→ Task instructions
Copy every record word for word.

→ Records provided

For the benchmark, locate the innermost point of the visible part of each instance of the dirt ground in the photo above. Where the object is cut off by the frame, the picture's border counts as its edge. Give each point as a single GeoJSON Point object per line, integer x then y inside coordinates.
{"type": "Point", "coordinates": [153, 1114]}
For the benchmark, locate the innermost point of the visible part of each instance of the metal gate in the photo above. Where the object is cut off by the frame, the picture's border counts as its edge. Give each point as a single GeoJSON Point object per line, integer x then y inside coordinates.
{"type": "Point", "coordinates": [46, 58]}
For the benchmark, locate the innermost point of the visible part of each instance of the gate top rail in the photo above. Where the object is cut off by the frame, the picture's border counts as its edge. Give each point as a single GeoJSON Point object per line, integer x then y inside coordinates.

→ Reply
For the benchmark, locate the innermost point of the visible part of each instance of the dirt ground in the photo above. Where the object is cut off by the frame, the picture's border counts as its edge. Give each point as a single GeoJSON Point object per line, integer x then y inside coordinates.
{"type": "Point", "coordinates": [153, 1114]}
For the benchmark, locate the innermost point of the visible part of each instance of the metal gate in the photo above. Where the object is cut off by the frame, the picture's border counts as its edge. Give each point as a single GeoJSON Point object per line, integer x then y inside coordinates.
{"type": "Point", "coordinates": [46, 58]}
For the benchmark, locate the innermost point of the visible part of each instance of the gate top rail in the photo above. Where the object is cut off by the frame, the picture's border counts as its edge. Give each point as a single GeoJSON Point object per line, integer x then y inside coordinates.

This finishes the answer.